### YOUR OBJECTIVE:
Lay out every line of the items below as a JSON list of strings, one string for each line, with blank lines left out.

[START DATA RECORDS]

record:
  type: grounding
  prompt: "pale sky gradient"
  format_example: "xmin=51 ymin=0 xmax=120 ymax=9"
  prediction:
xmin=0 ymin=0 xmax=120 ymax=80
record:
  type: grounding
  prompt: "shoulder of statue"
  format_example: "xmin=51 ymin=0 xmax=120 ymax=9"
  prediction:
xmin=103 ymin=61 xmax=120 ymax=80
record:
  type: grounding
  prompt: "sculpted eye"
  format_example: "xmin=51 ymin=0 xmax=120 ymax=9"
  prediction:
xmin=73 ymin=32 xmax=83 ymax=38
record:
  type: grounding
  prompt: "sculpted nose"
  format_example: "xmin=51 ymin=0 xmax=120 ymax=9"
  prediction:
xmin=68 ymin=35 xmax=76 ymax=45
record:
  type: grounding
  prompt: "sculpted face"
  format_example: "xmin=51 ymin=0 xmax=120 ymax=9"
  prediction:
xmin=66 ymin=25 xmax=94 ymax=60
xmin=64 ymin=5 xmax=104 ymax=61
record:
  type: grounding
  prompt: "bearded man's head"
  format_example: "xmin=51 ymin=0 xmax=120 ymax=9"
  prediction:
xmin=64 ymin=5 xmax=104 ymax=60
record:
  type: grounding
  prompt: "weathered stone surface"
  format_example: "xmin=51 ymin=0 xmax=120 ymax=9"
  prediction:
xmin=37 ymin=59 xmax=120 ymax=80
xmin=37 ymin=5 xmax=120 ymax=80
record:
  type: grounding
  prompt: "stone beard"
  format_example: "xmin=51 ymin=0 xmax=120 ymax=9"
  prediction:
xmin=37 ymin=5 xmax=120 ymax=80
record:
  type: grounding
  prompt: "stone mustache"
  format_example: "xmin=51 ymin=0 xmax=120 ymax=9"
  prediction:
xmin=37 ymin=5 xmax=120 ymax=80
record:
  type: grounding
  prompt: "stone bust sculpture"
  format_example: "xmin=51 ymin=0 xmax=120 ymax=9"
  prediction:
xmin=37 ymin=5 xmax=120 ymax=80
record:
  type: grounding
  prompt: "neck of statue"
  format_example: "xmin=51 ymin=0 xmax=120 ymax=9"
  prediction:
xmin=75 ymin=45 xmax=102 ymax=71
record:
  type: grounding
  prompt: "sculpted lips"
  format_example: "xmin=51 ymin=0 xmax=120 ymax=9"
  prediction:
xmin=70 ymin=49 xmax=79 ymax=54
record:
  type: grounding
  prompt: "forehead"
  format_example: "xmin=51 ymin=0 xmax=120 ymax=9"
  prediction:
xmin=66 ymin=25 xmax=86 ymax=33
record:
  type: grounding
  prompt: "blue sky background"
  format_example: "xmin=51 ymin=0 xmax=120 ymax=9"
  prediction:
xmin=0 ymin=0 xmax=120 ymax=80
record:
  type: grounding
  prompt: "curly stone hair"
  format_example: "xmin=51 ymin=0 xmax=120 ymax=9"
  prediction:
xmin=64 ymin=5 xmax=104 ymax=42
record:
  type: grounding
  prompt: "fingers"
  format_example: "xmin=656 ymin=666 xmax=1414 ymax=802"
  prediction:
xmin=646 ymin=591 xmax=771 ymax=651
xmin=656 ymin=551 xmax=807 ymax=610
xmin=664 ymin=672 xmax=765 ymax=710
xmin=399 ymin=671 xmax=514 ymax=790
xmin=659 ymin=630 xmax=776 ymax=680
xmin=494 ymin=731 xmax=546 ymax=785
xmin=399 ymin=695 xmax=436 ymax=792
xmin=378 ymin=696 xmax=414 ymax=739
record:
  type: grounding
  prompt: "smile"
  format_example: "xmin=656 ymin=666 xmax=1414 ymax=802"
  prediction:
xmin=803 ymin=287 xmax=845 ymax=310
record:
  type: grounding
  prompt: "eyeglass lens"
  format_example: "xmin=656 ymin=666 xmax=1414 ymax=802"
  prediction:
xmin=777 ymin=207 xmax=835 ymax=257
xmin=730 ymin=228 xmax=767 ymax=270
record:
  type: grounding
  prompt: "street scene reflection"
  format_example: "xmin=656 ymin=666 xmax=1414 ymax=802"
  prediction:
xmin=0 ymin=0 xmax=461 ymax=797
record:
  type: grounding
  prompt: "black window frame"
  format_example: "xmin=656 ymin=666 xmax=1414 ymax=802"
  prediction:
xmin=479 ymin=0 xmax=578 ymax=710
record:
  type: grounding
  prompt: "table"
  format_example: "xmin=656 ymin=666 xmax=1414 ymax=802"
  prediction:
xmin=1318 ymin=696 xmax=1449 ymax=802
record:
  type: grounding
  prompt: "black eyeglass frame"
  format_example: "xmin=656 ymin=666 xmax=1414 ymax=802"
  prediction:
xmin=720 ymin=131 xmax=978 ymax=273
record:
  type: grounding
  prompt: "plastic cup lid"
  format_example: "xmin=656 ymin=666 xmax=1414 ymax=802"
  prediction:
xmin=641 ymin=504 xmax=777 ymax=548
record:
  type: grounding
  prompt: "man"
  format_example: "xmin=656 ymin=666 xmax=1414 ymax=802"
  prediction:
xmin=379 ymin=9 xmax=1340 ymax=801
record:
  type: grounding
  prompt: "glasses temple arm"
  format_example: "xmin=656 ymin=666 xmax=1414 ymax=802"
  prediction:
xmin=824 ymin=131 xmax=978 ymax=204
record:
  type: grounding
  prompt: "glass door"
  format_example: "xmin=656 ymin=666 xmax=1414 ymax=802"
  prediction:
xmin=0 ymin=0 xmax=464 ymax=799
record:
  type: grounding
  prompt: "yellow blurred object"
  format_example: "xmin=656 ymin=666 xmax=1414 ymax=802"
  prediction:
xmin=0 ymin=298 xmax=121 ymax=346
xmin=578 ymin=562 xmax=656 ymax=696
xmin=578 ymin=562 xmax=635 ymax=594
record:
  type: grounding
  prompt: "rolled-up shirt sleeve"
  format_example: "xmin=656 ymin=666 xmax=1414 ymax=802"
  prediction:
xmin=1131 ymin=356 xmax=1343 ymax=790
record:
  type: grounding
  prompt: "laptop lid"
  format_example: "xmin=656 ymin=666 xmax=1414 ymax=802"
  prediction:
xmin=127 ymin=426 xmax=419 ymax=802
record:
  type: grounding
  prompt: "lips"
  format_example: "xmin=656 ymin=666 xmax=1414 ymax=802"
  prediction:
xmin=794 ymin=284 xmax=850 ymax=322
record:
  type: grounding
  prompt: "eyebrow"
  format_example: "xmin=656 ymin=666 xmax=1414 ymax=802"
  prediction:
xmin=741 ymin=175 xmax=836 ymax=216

[END DATA RECORDS]

### SOLUTION FOR THIS TASK:
[
  "record:",
  "  type: grounding",
  "  prompt: \"pale sky gradient\"",
  "  format_example: \"xmin=51 ymin=0 xmax=120 ymax=9\"",
  "  prediction:",
  "xmin=0 ymin=0 xmax=120 ymax=80",
  "record:",
  "  type: grounding",
  "  prompt: \"shoulder of statue\"",
  "  format_example: \"xmin=51 ymin=0 xmax=120 ymax=9\"",
  "  prediction:",
  "xmin=103 ymin=61 xmax=120 ymax=80",
  "record:",
  "  type: grounding",
  "  prompt: \"sculpted eye\"",
  "  format_example: \"xmin=51 ymin=0 xmax=120 ymax=9\"",
  "  prediction:",
  "xmin=73 ymin=32 xmax=83 ymax=38",
  "record:",
  "  type: grounding",
  "  prompt: \"sculpted nose\"",
  "  format_example: \"xmin=51 ymin=0 xmax=120 ymax=9\"",
  "  prediction:",
  "xmin=68 ymin=35 xmax=76 ymax=45",
  "record:",
  "  type: grounding",
  "  prompt: \"sculpted face\"",
  "  format_example: \"xmin=51 ymin=0 xmax=120 ymax=9\"",
  "  prediction:",
  "xmin=66 ymin=25 xmax=94 ymax=60",
  "xmin=64 ymin=5 xmax=104 ymax=61",
  "record:",
  "  type: grounding",
  "  prompt: \"bearded man's head\"",
  "  format_example: \"xmin=51 ymin=0 xmax=120 ymax=9\"",
  "  prediction:",
  "xmin=64 ymin=5 xmax=104 ymax=60",
  "record:",
  "  type: grounding",
  "  prompt: \"weathered stone surface\"",
  "  format_example: \"xmin=51 ymin=0 xmax=120 ymax=9\"",
  "  prediction:",
  "xmin=37 ymin=59 xmax=120 ymax=80",
  "xmin=37 ymin=5 xmax=120 ymax=80",
  "record:",
  "  type: grounding",
  "  prompt: \"stone beard\"",
  "  format_example: \"xmin=51 ymin=0 xmax=120 ymax=9\"",
  "  prediction:",
  "xmin=37 ymin=5 xmax=120 ymax=80",
  "record:",
  "  type: grounding",
  "  prompt: \"stone mustache\"",
  "  format_example: \"xmin=51 ymin=0 xmax=120 ymax=9\"",
  "  prediction:",
  "xmin=37 ymin=5 xmax=120 ymax=80",
  "record:",
  "  type: grounding",
  "  prompt: \"stone bust sculpture\"",
  "  format_example: \"xmin=51 ymin=0 xmax=120 ymax=9\"",
  "  prediction:",
  "xmin=37 ymin=5 xmax=120 ymax=80",
  "record:",
  "  type: grounding",
  "  prompt: \"neck of statue\"",
  "  format_example: \"xmin=51 ymin=0 xmax=120 ymax=9\"",
  "  prediction:",
  "xmin=75 ymin=45 xmax=102 ymax=71",
  "record:",
  "  type: grounding",
  "  prompt: \"sculpted lips\"",
  "  format_example: \"xmin=51 ymin=0 xmax=120 ymax=9\"",
  "  prediction:",
  "xmin=70 ymin=49 xmax=79 ymax=54",
  "record:",
  "  type: grounding",
  "  prompt: \"forehead\"",
  "  format_example: \"xmin=51 ymin=0 xmax=120 ymax=9\"",
  "  prediction:",
  "xmin=66 ymin=25 xmax=86 ymax=33",
  "record:",
  "  type: grounding",
  "  prompt: \"blue sky background\"",
  "  format_example: \"xmin=51 ymin=0 xmax=120 ymax=9\"",
  "  prediction:",
  "xmin=0 ymin=0 xmax=120 ymax=80",
  "record:",
  "  type: grounding",
  "  prompt: \"curly stone hair\"",
  "  format_example: \"xmin=51 ymin=0 xmax=120 ymax=9\"",
  "  prediction:",
  "xmin=64 ymin=5 xmax=104 ymax=42",
  "record:",
  "  type: grounding",
  "  prompt: \"fingers\"",
  "  format_example: \"xmin=656 ymin=666 xmax=1414 ymax=802\"",
  "  prediction:",
  "xmin=646 ymin=591 xmax=771 ymax=651",
  "xmin=656 ymin=551 xmax=807 ymax=610",
  "xmin=664 ymin=672 xmax=765 ymax=710",
  "xmin=399 ymin=671 xmax=514 ymax=790",
  "xmin=659 ymin=630 xmax=776 ymax=680",
  "xmin=494 ymin=731 xmax=546 ymax=785",
  "xmin=399 ymin=695 xmax=436 ymax=792",
  "xmin=378 ymin=696 xmax=414 ymax=739",
  "record:",
  "  type: grounding",
  "  prompt: \"smile\"",
  "  format_example: \"xmin=656 ymin=666 xmax=1414 ymax=802\"",
  "  prediction:",
  "xmin=803 ymin=287 xmax=845 ymax=310",
  "record:",
  "  type: grounding",
  "  prompt: \"eyeglass lens\"",
  "  format_example: \"xmin=656 ymin=666 xmax=1414 ymax=802\"",
  "  prediction:",
  "xmin=777 ymin=207 xmax=835 ymax=257",
  "xmin=730 ymin=228 xmax=767 ymax=270",
  "record:",
  "  type: grounding",
  "  prompt: \"street scene reflection\"",
  "  format_example: \"xmin=656 ymin=666 xmax=1414 ymax=802\"",
  "  prediction:",
  "xmin=0 ymin=0 xmax=461 ymax=797",
  "record:",
  "  type: grounding",
  "  prompt: \"black window frame\"",
  "  format_example: \"xmin=656 ymin=666 xmax=1414 ymax=802\"",
  "  prediction:",
  "xmin=479 ymin=0 xmax=578 ymax=710",
  "record:",
  "  type: grounding",
  "  prompt: \"table\"",
  "  format_example: \"xmin=656 ymin=666 xmax=1414 ymax=802\"",
  "  prediction:",
  "xmin=1318 ymin=696 xmax=1449 ymax=802",
  "record:",
  "  type: grounding",
  "  prompt: \"black eyeglass frame\"",
  "  format_example: \"xmin=656 ymin=666 xmax=1414 ymax=802\"",
  "  prediction:",
  "xmin=720 ymin=131 xmax=978 ymax=273",
  "record:",
  "  type: grounding",
  "  prompt: \"plastic cup lid\"",
  "  format_example: \"xmin=656 ymin=666 xmax=1414 ymax=802\"",
  "  prediction:",
  "xmin=641 ymin=504 xmax=777 ymax=548",
  "record:",
  "  type: grounding",
  "  prompt: \"man\"",
  "  format_example: \"xmin=656 ymin=666 xmax=1414 ymax=802\"",
  "  prediction:",
  "xmin=379 ymin=9 xmax=1340 ymax=801",
  "record:",
  "  type: grounding",
  "  prompt: \"glasses temple arm\"",
  "  format_example: \"xmin=656 ymin=666 xmax=1414 ymax=802\"",
  "  prediction:",
  "xmin=824 ymin=131 xmax=978 ymax=204",
  "record:",
  "  type: grounding",
  "  prompt: \"glass door\"",
  "  format_example: \"xmin=656 ymin=666 xmax=1414 ymax=802\"",
  "  prediction:",
  "xmin=0 ymin=0 xmax=464 ymax=799",
  "record:",
  "  type: grounding",
  "  prompt: \"yellow blurred object\"",
  "  format_example: \"xmin=656 ymin=666 xmax=1414 ymax=802\"",
  "  prediction:",
  "xmin=0 ymin=298 xmax=121 ymax=346",
  "xmin=578 ymin=562 xmax=656 ymax=696",
  "xmin=578 ymin=562 xmax=635 ymax=594",
  "record:",
  "  type: grounding",
  "  prompt: \"rolled-up shirt sleeve\"",
  "  format_example: \"xmin=656 ymin=666 xmax=1414 ymax=802\"",
  "  prediction:",
  "xmin=1131 ymin=356 xmax=1343 ymax=790",
  "record:",
  "  type: grounding",
  "  prompt: \"laptop lid\"",
  "  format_example: \"xmin=656 ymin=666 xmax=1414 ymax=802\"",
  "  prediction:",
  "xmin=127 ymin=426 xmax=419 ymax=802",
  "record:",
  "  type: grounding",
  "  prompt: \"lips\"",
  "  format_example: \"xmin=656 ymin=666 xmax=1414 ymax=802\"",
  "  prediction:",
  "xmin=794 ymin=284 xmax=850 ymax=322",
  "record:",
  "  type: grounding",
  "  prompt: \"eyebrow\"",
  "  format_example: \"xmin=656 ymin=666 xmax=1414 ymax=802\"",
  "  prediction:",
  "xmin=741 ymin=175 xmax=836 ymax=216"
]